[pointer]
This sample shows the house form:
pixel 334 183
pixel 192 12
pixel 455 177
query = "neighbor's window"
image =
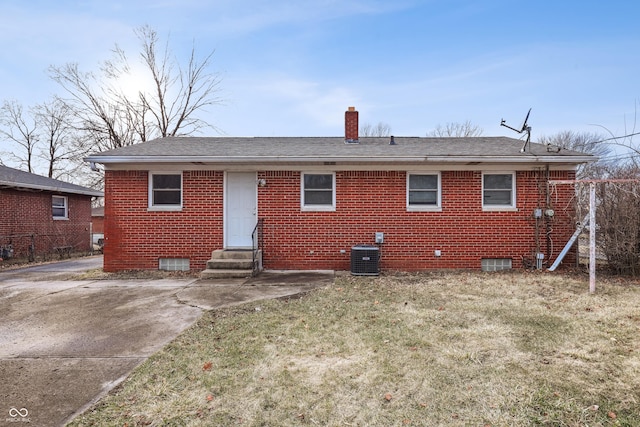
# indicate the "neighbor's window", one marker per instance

**Written task:** Return all of the data exactly as written, and drop the pictures.

**Correct result:**
[pointer]
This sample shows the house form:
pixel 334 183
pixel 192 12
pixel 455 177
query = "neighbor's window"
image =
# indicate the "neighbor's window", one marker per instance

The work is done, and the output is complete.